#### YOUR GOAL
Starting at the line with "Target: rocky ground" in it, reproduce each line below through the last one, exactly, and include nothing else.

**********

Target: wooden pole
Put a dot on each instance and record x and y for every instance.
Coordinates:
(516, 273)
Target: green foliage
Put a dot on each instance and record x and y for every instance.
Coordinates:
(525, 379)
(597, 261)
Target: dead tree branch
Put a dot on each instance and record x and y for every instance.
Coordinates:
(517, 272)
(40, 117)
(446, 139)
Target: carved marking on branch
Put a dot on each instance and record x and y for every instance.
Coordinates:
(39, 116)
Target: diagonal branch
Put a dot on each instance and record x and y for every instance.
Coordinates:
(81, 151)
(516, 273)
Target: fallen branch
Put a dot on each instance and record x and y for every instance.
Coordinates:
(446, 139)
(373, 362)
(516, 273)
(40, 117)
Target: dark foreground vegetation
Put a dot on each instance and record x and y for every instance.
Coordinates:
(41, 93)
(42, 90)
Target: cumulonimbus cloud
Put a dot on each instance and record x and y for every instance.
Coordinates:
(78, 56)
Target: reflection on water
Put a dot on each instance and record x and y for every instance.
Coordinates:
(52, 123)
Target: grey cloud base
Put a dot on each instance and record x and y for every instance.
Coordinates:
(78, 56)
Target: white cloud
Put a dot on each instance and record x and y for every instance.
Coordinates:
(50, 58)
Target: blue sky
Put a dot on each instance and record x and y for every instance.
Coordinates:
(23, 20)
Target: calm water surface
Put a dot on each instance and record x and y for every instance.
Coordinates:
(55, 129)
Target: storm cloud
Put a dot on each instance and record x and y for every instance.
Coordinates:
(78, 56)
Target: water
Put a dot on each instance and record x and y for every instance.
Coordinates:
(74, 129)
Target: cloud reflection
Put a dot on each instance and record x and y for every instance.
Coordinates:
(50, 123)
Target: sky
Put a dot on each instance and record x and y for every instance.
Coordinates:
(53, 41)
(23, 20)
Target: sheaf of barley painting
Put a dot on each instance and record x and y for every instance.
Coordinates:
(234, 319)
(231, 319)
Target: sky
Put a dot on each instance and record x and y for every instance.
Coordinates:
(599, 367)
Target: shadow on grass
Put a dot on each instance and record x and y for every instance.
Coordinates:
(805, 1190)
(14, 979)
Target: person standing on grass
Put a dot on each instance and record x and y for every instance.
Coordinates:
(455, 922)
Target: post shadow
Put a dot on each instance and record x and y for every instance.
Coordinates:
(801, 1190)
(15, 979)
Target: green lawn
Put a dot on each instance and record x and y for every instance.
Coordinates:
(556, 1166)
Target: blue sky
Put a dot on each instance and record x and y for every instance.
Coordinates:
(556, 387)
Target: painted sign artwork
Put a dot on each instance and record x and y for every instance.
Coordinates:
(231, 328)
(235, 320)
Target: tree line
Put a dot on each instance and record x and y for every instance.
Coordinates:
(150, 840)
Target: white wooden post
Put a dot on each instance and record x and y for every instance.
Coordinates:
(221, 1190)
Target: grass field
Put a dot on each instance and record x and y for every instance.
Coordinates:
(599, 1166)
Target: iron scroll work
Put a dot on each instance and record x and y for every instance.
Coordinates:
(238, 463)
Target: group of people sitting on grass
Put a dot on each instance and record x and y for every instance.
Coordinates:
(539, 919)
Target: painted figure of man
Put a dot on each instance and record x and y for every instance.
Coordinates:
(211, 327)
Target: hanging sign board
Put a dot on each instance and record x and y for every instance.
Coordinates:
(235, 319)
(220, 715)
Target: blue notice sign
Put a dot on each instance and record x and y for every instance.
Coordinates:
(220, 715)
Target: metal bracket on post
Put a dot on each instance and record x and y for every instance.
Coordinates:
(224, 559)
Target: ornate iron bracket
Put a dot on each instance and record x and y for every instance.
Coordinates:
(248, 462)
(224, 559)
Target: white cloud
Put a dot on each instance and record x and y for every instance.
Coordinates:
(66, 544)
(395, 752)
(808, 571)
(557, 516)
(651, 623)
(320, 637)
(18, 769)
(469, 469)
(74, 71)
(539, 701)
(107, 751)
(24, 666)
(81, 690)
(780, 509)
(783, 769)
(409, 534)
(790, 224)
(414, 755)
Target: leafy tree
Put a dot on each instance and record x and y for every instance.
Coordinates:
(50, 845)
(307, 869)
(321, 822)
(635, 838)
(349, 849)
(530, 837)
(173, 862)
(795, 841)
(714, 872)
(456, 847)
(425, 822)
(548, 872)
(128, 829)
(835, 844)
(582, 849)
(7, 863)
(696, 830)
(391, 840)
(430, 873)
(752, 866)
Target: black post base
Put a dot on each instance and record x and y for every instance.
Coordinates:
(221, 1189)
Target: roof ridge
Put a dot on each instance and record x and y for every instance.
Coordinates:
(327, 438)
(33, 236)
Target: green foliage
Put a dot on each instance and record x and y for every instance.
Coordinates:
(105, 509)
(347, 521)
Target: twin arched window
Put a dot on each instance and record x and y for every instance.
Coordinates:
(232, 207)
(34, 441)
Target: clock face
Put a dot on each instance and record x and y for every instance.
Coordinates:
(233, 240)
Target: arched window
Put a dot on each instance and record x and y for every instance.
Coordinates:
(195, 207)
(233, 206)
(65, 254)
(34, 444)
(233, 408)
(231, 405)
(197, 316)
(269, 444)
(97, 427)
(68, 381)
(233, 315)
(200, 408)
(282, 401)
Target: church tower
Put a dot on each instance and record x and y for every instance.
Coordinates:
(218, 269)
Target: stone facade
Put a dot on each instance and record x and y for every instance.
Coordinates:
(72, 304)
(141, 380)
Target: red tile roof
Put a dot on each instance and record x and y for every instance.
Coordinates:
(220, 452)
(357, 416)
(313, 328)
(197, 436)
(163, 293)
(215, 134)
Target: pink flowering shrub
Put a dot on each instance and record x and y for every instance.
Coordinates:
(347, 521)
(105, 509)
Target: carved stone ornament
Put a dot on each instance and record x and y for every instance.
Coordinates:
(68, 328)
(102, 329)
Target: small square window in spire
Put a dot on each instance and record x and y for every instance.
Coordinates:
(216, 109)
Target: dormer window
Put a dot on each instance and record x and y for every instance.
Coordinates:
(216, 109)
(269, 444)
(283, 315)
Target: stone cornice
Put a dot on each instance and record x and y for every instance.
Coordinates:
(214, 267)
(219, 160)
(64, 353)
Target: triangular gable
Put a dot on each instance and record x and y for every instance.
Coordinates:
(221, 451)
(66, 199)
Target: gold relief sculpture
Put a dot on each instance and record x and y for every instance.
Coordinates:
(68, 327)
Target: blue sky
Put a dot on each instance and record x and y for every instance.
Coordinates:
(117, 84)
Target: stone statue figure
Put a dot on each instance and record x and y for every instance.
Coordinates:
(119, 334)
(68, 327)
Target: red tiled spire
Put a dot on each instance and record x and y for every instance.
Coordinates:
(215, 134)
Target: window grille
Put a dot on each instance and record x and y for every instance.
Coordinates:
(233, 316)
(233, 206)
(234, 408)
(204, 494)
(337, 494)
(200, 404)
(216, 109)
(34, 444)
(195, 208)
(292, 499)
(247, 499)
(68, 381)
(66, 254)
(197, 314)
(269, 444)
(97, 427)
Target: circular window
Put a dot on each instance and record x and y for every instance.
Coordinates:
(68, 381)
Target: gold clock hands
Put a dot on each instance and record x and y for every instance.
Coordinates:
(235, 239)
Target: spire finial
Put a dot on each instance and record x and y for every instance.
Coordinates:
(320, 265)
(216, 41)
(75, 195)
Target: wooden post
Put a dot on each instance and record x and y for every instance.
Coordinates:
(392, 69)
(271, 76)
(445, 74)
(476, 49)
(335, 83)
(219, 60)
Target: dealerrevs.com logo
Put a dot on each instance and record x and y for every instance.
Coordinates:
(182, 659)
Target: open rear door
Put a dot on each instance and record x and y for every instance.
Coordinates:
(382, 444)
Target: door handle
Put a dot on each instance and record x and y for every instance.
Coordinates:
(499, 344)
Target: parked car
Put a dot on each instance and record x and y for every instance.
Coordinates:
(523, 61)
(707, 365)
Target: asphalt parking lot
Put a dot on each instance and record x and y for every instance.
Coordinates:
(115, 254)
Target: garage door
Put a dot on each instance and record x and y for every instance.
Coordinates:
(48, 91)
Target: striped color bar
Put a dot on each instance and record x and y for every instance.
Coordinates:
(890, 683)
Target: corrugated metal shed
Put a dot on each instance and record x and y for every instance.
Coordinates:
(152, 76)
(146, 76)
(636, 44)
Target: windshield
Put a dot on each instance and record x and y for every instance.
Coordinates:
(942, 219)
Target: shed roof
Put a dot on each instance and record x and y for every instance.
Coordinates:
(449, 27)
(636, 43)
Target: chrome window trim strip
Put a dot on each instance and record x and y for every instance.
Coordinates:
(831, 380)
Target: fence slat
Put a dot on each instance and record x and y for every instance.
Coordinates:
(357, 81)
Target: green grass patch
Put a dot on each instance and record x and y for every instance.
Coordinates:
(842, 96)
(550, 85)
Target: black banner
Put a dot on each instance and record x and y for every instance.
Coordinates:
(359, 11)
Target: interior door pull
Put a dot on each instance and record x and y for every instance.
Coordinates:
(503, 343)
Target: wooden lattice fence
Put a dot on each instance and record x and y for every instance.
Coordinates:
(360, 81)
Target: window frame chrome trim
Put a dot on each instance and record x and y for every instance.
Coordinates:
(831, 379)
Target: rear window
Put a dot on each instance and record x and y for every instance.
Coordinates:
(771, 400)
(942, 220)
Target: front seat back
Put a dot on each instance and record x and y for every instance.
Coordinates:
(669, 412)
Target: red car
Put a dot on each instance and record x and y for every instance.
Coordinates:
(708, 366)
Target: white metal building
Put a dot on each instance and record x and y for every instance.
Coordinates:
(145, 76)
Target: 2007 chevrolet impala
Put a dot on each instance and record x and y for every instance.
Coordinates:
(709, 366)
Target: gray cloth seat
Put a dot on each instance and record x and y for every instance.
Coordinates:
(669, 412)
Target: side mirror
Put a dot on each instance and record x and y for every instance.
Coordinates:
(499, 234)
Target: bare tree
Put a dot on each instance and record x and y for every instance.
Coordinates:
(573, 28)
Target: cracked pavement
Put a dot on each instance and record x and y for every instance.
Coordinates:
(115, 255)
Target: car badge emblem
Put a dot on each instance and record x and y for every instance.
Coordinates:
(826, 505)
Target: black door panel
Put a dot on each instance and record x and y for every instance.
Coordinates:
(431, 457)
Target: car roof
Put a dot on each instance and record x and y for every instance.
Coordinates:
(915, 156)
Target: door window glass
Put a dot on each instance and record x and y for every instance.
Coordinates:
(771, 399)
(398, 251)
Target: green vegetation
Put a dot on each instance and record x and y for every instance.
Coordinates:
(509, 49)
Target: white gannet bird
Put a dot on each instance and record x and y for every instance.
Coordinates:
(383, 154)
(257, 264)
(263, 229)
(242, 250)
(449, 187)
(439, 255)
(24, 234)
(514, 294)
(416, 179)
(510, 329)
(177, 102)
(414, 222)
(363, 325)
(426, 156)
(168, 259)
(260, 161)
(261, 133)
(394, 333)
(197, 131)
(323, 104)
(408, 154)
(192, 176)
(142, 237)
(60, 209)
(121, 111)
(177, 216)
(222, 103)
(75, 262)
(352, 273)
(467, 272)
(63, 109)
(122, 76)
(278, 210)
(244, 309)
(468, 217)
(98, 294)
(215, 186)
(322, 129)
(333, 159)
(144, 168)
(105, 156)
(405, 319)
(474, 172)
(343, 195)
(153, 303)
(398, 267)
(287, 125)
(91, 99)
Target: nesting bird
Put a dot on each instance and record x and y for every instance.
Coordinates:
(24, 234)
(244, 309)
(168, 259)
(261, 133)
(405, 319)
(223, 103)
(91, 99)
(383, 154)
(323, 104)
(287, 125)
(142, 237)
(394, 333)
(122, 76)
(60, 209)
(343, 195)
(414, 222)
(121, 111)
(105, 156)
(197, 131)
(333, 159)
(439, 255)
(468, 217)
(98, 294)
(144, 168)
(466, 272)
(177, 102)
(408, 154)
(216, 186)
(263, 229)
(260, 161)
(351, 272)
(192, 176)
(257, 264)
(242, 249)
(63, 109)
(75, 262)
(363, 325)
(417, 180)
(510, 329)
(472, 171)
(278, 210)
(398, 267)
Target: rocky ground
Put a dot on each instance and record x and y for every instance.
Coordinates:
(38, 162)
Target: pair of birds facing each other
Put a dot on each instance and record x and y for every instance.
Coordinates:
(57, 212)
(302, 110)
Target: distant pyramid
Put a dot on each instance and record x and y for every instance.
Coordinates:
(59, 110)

**********

#### THE OUTPUT
Target: rocky ground
Put a dot on each instance and record x and y for every instance.
Coordinates:
(38, 162)
Target: pair of birds facing each other
Put a dot on each instance and record x and y for every instance.
Coordinates:
(57, 212)
(302, 110)
Target: distant pyramid
Put a dot on each instance and record x and y for every instance.
Coordinates:
(59, 110)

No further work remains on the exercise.